Short exercise =
Rewrite the items from the start through the line with "[382,123,450,300]" as a two-column CSV with the columns item and answer. Give one row per item, put its text and its answer each in a single quoted field, and replace every line break with a space.

==============================

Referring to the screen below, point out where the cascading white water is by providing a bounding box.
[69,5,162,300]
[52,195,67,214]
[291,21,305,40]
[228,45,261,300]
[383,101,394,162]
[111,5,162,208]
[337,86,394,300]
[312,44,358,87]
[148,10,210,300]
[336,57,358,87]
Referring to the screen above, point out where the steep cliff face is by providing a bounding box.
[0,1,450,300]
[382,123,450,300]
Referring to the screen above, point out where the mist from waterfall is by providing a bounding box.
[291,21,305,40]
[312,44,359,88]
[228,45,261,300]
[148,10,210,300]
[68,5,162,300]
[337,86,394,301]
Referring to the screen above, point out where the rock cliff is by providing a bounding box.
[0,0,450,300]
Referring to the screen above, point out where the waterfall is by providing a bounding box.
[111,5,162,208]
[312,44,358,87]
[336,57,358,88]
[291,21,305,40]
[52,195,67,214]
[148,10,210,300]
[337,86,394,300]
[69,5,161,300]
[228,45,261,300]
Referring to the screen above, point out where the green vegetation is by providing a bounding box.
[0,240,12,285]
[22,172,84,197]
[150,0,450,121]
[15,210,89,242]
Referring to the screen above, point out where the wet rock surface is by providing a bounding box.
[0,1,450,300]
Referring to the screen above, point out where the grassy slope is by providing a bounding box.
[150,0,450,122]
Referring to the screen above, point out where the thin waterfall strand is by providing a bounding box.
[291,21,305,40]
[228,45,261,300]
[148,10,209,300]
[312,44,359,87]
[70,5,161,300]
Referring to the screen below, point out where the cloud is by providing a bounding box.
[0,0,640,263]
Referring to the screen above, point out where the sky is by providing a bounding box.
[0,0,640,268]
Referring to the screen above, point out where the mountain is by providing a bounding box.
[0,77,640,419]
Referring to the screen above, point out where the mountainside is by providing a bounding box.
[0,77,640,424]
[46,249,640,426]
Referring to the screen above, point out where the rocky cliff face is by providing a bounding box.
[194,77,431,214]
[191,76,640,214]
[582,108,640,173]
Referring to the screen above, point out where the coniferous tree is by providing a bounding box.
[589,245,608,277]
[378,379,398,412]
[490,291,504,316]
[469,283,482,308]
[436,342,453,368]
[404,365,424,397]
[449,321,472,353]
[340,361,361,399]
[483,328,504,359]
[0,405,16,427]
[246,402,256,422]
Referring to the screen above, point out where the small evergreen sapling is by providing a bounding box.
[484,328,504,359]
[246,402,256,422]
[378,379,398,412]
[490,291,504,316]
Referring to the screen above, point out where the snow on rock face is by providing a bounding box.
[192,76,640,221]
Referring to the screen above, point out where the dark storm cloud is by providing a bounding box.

==============================

Response =
item,answer
"Referring to the screen below, point out where the cascading white water is by providing a bounding box.","[69,5,162,300] [52,195,67,214] [291,21,305,40] [228,45,261,300] [383,101,394,162] [111,5,162,208] [337,86,394,300] [312,44,358,87] [148,10,210,300] [336,57,358,87]"
"Referring to the screen above, point out where the steep cliff face is by providing a bounding box.","[0,1,450,300] [382,123,450,300]"